- [What is being asked]: Searching the material below, find each line that includes the word "carved", and copy it.

- [Supplied material]:
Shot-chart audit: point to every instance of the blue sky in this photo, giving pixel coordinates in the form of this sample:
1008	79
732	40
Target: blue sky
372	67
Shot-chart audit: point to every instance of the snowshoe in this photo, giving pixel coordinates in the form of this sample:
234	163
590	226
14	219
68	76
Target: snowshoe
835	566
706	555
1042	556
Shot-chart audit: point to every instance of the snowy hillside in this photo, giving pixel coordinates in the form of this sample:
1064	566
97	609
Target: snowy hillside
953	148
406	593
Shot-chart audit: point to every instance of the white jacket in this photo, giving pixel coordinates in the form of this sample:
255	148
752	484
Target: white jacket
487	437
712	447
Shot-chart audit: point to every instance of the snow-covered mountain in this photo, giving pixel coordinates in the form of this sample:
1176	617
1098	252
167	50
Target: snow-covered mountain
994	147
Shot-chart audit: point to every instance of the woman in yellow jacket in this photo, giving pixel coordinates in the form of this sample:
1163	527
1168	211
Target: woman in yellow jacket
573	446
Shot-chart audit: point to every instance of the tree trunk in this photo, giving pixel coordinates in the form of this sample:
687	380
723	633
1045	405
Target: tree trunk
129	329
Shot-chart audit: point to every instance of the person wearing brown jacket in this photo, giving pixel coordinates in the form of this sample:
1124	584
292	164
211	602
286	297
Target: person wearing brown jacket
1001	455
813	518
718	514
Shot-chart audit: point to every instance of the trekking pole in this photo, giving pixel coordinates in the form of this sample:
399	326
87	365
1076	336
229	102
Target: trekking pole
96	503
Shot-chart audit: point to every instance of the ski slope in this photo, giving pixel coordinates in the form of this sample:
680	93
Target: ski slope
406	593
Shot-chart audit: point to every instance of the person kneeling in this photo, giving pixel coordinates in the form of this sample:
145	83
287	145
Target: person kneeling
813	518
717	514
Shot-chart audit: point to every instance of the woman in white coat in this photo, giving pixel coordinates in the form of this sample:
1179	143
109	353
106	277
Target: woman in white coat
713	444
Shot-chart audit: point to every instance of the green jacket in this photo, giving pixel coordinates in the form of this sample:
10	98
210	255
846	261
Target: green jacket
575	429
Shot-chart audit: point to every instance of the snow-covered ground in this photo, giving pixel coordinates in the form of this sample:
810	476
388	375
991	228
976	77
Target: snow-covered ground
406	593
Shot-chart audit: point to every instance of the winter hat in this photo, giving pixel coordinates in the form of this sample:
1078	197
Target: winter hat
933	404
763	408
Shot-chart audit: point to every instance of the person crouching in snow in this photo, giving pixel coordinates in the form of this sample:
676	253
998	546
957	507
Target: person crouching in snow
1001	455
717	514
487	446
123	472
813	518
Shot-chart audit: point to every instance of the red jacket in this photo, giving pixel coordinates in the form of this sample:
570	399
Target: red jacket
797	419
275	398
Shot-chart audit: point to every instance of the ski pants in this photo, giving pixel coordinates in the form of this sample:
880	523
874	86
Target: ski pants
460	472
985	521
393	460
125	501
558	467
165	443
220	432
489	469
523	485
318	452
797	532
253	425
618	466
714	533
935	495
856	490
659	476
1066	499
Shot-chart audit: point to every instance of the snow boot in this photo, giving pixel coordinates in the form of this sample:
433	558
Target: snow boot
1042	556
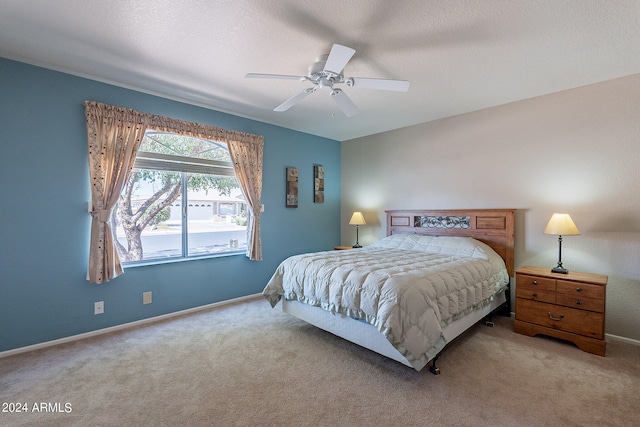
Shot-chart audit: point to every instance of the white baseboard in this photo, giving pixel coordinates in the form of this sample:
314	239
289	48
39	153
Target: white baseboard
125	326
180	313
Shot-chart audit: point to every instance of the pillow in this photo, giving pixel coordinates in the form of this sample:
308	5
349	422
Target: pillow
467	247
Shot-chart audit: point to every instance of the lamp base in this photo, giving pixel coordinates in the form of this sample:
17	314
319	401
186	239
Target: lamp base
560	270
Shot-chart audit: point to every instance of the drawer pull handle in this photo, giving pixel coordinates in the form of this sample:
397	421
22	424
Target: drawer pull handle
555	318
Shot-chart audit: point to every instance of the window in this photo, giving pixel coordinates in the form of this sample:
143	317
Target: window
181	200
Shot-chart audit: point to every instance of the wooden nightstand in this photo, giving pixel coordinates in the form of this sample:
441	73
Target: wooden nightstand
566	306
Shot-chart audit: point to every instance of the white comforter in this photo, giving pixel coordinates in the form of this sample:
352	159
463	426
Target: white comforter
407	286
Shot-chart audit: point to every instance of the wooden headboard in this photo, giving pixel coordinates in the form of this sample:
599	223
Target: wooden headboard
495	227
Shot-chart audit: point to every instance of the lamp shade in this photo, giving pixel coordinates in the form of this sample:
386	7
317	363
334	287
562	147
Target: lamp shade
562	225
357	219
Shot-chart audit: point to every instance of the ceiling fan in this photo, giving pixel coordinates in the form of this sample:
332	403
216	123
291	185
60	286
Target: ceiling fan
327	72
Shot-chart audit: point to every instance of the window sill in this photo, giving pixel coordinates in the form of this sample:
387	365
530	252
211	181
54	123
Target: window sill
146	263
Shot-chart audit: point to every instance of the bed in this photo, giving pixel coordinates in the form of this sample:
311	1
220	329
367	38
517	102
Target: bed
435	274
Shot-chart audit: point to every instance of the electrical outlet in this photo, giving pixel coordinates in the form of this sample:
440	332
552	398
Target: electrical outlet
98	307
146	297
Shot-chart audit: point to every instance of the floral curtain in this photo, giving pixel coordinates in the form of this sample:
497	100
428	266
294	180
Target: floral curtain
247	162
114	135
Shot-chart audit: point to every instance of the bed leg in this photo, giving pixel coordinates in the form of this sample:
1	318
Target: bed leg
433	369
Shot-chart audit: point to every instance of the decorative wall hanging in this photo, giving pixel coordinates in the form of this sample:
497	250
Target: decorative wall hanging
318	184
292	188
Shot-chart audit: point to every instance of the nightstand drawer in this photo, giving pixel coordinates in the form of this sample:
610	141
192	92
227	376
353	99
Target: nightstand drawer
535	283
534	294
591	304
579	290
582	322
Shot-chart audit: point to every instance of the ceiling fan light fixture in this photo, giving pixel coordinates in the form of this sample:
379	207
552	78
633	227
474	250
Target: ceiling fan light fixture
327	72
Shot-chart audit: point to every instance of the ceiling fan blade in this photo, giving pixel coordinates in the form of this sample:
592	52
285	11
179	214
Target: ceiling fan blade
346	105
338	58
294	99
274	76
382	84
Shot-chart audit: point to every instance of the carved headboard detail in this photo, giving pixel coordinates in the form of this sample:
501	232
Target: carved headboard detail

--

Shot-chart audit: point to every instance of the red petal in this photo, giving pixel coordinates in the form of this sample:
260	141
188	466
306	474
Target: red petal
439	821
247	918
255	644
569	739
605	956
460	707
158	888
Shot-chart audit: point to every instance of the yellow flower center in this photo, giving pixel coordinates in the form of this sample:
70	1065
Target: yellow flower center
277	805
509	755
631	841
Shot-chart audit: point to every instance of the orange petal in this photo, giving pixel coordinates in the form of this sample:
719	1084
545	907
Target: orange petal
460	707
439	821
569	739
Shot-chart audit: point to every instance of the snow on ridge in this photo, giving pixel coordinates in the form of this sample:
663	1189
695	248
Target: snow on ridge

- [Written response]:
Shot-chart audit: point to every instance of the carved headboard detail in this photo, giving pixel coordinates in the form of this sample:
Target: carved headboard detail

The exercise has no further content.